Directions:
Restate all of the entries exactly. Any picture in them should be skipped.

━━━━━ Entries provided

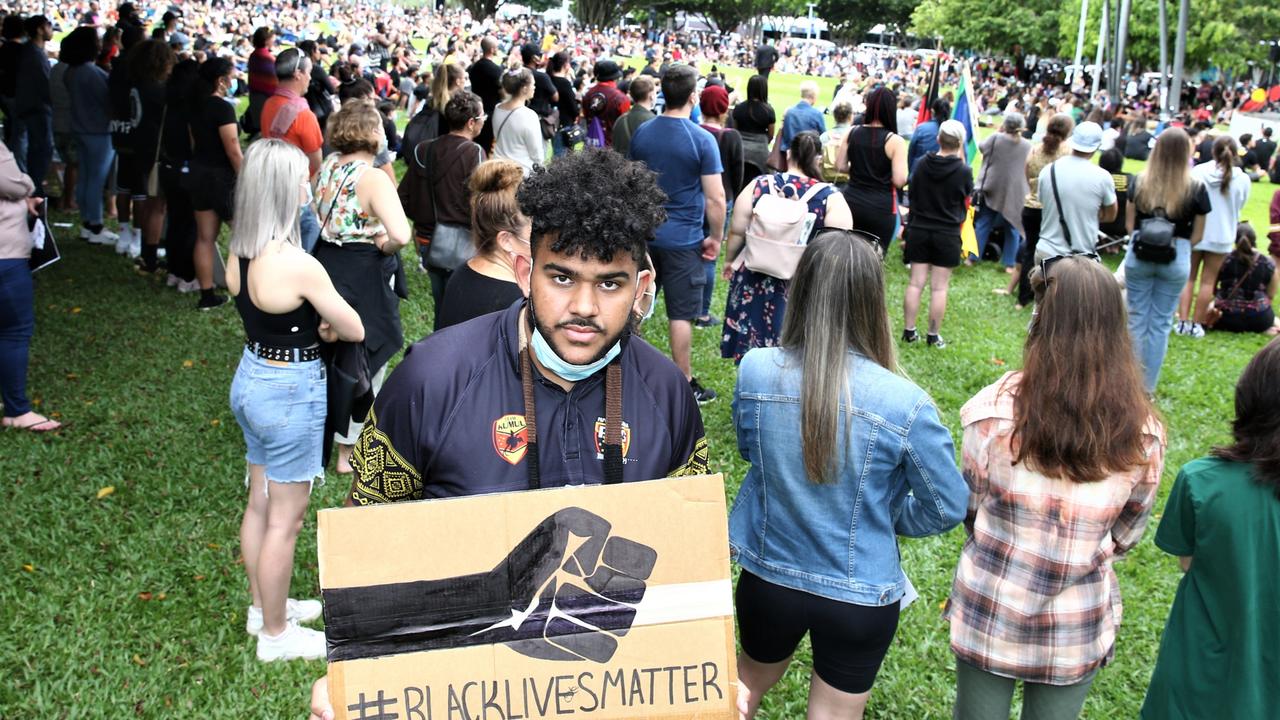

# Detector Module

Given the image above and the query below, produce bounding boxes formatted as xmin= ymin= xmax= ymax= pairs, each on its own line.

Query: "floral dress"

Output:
xmin=720 ymin=173 xmax=834 ymax=363
xmin=315 ymin=154 xmax=386 ymax=245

━━━━━━━━━━

Solution:
# Detector Module

Given the image above and the query below, produce bounding boxes formatted as xmin= ymin= xmax= ymax= pairs, each on its own line.

Query: "floral dress"

Output:
xmin=720 ymin=173 xmax=834 ymax=363
xmin=315 ymin=154 xmax=386 ymax=245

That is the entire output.